## WHAT IS ASKED
**a)** According to the share offer notice, why should investors learn the SFA provisions on resale restrictions in Singapore?
**b)** Continue the share offer notice from its last sentence.

## PASSAGE GIVEN
*****

This document has been given to you on the basis that you are (i) an existing holder of the Company’s shares, (ii) an "institutional investor" (as defined in the SFA) or (iii) a "relevant person" (as defined in section 275(2) of the SFA). In the event that you are not an investor falling within any of the categories set out above, please return this document immediately. You may not forward or circulate this document to any other person in Singapore.
Any offer is not made to you with a view to the New Shares being subsequently offered for sale to any other party. There are on-sale restrictions in Singapore that may be applicable to investors who acquire New Shares. As such, investors are advised to acquaint themselves with the SFA provisions relating to resale restrictions in Singapore and comply accordingly.

*****

[Excerpts from point annotation data]
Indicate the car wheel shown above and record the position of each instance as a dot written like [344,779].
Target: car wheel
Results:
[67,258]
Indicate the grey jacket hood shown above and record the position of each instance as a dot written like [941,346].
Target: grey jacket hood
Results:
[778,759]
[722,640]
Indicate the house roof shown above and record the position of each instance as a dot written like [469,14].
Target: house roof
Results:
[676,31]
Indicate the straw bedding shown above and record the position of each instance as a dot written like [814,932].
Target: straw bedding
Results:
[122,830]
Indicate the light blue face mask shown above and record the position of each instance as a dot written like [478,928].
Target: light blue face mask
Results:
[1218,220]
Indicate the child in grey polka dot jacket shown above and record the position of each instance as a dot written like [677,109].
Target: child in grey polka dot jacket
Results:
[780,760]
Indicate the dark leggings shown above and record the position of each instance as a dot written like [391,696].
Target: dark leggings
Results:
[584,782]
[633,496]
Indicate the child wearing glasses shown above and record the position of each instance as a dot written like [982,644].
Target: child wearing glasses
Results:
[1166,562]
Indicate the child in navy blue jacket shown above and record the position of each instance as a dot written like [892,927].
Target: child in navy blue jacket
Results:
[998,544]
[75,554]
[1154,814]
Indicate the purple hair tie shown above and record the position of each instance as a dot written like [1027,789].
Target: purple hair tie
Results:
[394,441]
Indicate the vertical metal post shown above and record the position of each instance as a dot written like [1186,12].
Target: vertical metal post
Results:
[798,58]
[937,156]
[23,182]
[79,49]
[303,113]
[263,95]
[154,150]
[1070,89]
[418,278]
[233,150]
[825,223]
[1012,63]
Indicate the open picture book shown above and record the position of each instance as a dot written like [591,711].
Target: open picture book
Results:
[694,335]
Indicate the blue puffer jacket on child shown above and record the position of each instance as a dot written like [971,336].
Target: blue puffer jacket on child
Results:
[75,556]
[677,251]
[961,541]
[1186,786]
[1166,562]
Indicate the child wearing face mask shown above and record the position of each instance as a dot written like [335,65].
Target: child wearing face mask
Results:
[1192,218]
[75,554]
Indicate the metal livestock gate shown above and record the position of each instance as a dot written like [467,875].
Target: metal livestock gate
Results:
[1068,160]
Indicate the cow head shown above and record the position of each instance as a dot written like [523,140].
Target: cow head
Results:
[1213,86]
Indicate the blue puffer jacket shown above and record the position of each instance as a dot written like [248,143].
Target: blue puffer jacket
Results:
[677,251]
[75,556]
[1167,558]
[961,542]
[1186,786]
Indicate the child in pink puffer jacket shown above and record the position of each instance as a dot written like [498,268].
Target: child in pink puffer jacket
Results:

*****

## ANSWERS GIVEN
**a)** On-sale restrictions in Singapore may apply to investors who acquire New Shares. For that reason, investors are advised to learn the SFA provisions on resale restrictions and comply with them.

**b)**
Japan
The New Shares have not been and will not be registered under Article 4, paragraph 1 of the Financial Instruments and Exchange Law of Japan (Law No. 25 of 1948), as amended (the "FIEL") pursuant to an exemption from the registration requirements applicable to a private placement of securities to Qualified Institutional Investors (as defined in and in accordance with Article 2, paragraph 3 of the FIEL and the regulations promulgated thereunder). Accordingly, the New Shares may not be offered or sold, directly or indirectly, in Japan or to, or for the benefit of, any resident of Japan other than Qualified Institutional Investors. Any Qualified Institutional Investor who acquires New Shares may not resell them to any person in Japan that is not a Qualified Institutional Investor, and acquisition by any such person of New Shares is conditional upon the execution of an agreement to that effect.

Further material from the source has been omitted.